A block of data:
--- begin ---

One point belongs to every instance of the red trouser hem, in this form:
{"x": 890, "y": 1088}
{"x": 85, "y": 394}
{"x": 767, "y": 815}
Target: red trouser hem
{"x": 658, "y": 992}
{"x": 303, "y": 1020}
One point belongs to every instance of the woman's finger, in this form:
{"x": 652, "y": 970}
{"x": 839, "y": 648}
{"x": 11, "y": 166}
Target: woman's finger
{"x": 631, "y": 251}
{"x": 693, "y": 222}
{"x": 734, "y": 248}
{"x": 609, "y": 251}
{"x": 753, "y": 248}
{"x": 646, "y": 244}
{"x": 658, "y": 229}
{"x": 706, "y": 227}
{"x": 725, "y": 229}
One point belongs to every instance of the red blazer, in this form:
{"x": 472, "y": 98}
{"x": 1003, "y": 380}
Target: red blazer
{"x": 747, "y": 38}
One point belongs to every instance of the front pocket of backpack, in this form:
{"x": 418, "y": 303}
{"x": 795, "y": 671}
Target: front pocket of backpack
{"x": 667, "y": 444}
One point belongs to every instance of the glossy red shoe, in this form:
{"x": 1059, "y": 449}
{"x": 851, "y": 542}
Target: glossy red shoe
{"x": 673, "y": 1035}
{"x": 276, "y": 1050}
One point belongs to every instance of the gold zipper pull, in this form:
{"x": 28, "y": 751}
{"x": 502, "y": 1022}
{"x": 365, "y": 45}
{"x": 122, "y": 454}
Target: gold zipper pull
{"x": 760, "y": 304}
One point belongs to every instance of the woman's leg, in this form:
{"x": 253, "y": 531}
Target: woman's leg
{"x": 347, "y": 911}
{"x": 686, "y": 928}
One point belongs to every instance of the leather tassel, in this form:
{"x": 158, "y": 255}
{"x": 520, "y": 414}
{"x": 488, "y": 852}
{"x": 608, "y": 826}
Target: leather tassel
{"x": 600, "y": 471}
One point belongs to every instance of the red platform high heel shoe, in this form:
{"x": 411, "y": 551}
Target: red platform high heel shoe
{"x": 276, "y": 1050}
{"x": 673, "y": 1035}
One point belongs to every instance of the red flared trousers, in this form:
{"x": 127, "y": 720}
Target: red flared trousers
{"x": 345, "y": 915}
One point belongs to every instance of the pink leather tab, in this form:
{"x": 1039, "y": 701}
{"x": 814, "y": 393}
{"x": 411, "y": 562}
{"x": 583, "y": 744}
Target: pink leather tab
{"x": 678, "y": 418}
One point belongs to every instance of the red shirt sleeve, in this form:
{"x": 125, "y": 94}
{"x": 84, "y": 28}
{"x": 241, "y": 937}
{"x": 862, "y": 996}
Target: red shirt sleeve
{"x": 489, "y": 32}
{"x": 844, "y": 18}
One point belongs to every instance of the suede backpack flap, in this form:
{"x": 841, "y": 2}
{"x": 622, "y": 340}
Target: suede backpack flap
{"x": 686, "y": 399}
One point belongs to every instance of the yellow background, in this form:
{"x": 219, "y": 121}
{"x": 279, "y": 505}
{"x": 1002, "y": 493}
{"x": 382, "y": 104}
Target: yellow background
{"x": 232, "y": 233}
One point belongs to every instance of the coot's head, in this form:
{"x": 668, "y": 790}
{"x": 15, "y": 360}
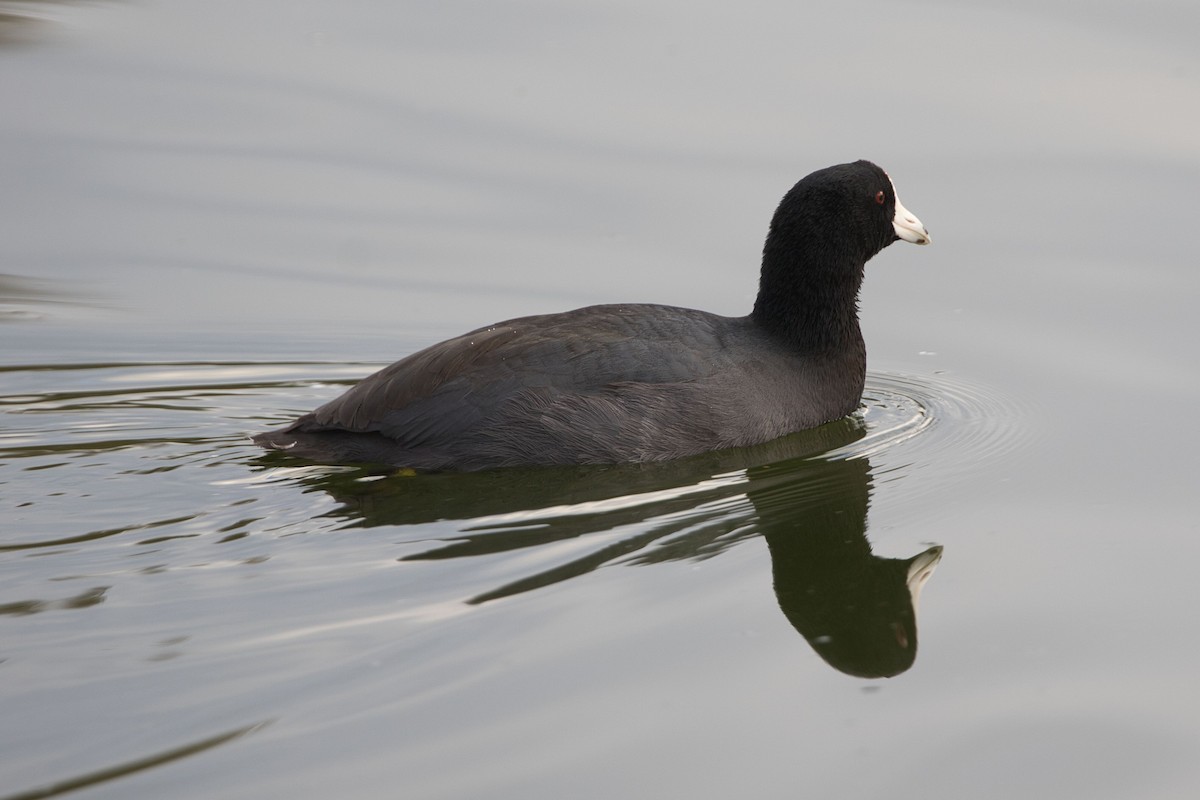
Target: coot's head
{"x": 850, "y": 210}
{"x": 825, "y": 229}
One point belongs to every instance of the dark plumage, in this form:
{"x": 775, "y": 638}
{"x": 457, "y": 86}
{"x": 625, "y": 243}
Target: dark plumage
{"x": 633, "y": 383}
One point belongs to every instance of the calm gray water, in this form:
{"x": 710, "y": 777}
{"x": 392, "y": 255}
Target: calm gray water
{"x": 217, "y": 215}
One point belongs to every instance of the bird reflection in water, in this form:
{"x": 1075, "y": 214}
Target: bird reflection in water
{"x": 855, "y": 608}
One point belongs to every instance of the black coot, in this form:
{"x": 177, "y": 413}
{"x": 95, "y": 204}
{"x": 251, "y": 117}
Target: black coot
{"x": 635, "y": 383}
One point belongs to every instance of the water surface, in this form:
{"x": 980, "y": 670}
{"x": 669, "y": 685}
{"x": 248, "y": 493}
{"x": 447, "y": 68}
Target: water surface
{"x": 219, "y": 216}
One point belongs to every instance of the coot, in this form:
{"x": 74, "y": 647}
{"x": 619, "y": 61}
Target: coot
{"x": 637, "y": 383}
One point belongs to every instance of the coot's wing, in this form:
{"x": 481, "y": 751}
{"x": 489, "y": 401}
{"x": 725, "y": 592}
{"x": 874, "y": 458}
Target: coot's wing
{"x": 454, "y": 385}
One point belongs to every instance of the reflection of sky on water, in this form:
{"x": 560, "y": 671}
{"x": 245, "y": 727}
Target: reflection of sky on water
{"x": 237, "y": 182}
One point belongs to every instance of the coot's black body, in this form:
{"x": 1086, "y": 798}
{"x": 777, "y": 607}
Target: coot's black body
{"x": 634, "y": 383}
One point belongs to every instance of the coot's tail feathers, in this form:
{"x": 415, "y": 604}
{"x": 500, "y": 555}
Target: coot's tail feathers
{"x": 336, "y": 447}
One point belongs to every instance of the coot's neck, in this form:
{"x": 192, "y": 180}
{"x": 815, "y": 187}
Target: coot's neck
{"x": 808, "y": 294}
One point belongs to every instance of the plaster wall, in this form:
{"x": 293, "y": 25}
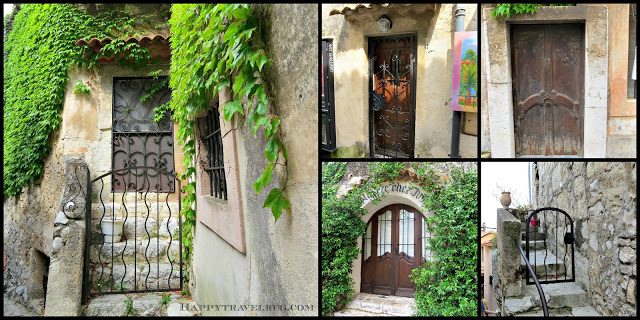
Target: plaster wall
{"x": 279, "y": 266}
{"x": 435, "y": 30}
{"x": 609, "y": 118}
{"x": 601, "y": 199}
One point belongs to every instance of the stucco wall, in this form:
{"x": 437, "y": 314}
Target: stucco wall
{"x": 280, "y": 263}
{"x": 609, "y": 119}
{"x": 435, "y": 30}
{"x": 601, "y": 199}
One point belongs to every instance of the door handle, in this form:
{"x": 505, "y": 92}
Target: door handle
{"x": 378, "y": 101}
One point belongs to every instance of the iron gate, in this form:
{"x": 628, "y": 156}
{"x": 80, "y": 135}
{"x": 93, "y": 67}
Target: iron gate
{"x": 146, "y": 254}
{"x": 392, "y": 81}
{"x": 546, "y": 220}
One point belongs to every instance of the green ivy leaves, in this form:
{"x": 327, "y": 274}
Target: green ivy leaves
{"x": 212, "y": 42}
{"x": 38, "y": 51}
{"x": 507, "y": 9}
{"x": 448, "y": 286}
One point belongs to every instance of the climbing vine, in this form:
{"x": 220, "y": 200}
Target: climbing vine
{"x": 39, "y": 49}
{"x": 212, "y": 42}
{"x": 453, "y": 200}
{"x": 342, "y": 225}
{"x": 507, "y": 9}
{"x": 447, "y": 286}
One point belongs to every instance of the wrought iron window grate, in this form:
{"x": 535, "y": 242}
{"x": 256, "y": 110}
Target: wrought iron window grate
{"x": 211, "y": 137}
{"x": 137, "y": 140}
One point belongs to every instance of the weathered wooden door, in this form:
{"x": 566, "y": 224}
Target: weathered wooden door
{"x": 548, "y": 88}
{"x": 391, "y": 249}
{"x": 392, "y": 95}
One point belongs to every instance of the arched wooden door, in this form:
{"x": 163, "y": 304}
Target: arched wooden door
{"x": 392, "y": 247}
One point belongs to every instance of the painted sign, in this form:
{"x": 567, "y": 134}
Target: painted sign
{"x": 398, "y": 188}
{"x": 465, "y": 72}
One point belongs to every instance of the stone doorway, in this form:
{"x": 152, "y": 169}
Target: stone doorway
{"x": 38, "y": 278}
{"x": 496, "y": 34}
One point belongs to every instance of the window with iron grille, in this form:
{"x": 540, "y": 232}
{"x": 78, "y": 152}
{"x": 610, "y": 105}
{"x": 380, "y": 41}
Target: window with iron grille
{"x": 137, "y": 140}
{"x": 327, "y": 108}
{"x": 212, "y": 161}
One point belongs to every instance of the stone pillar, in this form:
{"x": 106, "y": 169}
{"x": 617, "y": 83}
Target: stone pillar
{"x": 509, "y": 255}
{"x": 64, "y": 290}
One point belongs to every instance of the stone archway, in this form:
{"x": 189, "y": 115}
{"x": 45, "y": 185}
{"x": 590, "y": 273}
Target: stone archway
{"x": 499, "y": 76}
{"x": 397, "y": 192}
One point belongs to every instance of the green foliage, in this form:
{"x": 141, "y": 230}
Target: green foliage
{"x": 129, "y": 309}
{"x": 39, "y": 48}
{"x": 342, "y": 225}
{"x": 507, "y": 9}
{"x": 81, "y": 87}
{"x": 447, "y": 286}
{"x": 470, "y": 55}
{"x": 210, "y": 43}
{"x": 165, "y": 298}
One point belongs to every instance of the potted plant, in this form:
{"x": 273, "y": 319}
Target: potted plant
{"x": 505, "y": 199}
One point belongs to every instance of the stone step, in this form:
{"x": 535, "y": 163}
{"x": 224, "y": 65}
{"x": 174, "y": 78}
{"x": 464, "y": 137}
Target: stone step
{"x": 142, "y": 277}
{"x": 532, "y": 236}
{"x": 141, "y": 249}
{"x": 533, "y": 245}
{"x": 586, "y": 311}
{"x": 139, "y": 208}
{"x": 144, "y": 227}
{"x": 358, "y": 313}
{"x": 558, "y": 295}
{"x": 147, "y": 304}
{"x": 544, "y": 263}
{"x": 382, "y": 305}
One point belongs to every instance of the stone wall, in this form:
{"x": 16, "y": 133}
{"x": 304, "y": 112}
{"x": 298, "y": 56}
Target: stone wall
{"x": 28, "y": 225}
{"x": 601, "y": 199}
{"x": 279, "y": 265}
{"x": 434, "y": 27}
{"x": 609, "y": 118}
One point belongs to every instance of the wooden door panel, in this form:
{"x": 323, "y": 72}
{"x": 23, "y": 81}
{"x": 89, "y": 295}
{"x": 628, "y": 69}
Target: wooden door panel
{"x": 392, "y": 98}
{"x": 548, "y": 88}
{"x": 395, "y": 251}
{"x": 383, "y": 271}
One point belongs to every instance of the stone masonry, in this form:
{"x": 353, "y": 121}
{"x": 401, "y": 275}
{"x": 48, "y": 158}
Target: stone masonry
{"x": 601, "y": 199}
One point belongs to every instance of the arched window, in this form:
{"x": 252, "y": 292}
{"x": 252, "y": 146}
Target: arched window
{"x": 395, "y": 243}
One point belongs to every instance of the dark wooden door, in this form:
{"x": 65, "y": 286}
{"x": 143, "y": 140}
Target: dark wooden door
{"x": 547, "y": 64}
{"x": 391, "y": 249}
{"x": 392, "y": 95}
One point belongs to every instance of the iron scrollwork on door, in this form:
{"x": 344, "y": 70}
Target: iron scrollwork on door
{"x": 137, "y": 139}
{"x": 550, "y": 241}
{"x": 392, "y": 96}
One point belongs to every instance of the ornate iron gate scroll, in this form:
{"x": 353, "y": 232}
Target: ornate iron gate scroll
{"x": 548, "y": 218}
{"x": 392, "y": 83}
{"x": 148, "y": 257}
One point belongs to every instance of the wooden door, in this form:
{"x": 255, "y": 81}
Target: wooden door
{"x": 548, "y": 88}
{"x": 391, "y": 250}
{"x": 392, "y": 95}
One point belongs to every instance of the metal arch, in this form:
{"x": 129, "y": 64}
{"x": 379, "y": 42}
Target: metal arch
{"x": 567, "y": 237}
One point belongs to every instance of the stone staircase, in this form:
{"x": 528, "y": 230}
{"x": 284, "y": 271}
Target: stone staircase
{"x": 563, "y": 299}
{"x": 375, "y": 305}
{"x": 153, "y": 248}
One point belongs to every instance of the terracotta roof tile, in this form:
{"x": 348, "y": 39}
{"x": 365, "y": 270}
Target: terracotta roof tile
{"x": 157, "y": 44}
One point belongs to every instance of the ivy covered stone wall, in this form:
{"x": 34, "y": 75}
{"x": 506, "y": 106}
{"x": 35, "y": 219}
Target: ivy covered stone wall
{"x": 601, "y": 199}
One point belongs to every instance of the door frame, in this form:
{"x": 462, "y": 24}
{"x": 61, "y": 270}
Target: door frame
{"x": 414, "y": 77}
{"x": 394, "y": 289}
{"x": 499, "y": 99}
{"x": 580, "y": 97}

--- end ---

All lines from the one containing "One point belongs to every instance of the stone staircase, in" through the end of the records, both ends included, are to be quoted exactly; please add nothing else.

-- RESULT OF THIS EXERCISE --
One point belongs to every instance of the stone staircase, in this form:
{"x": 528, "y": 230}
{"x": 284, "y": 271}
Target: stone staircase
{"x": 563, "y": 299}
{"x": 375, "y": 305}
{"x": 153, "y": 248}
One point belongs to every instance of the terracotta roof tile, in this form:
{"x": 348, "y": 39}
{"x": 365, "y": 270}
Target: terracotta roof tile
{"x": 157, "y": 44}
One point belongs to every instance of the ivy covered stone wall, in this form:
{"x": 34, "y": 75}
{"x": 506, "y": 106}
{"x": 35, "y": 219}
Target: ivy covered stone wall
{"x": 601, "y": 199}
One point belongs to every instance of the door frame, in this form:
{"x": 462, "y": 24}
{"x": 61, "y": 270}
Target: door frame
{"x": 414, "y": 77}
{"x": 394, "y": 289}
{"x": 499, "y": 99}
{"x": 580, "y": 97}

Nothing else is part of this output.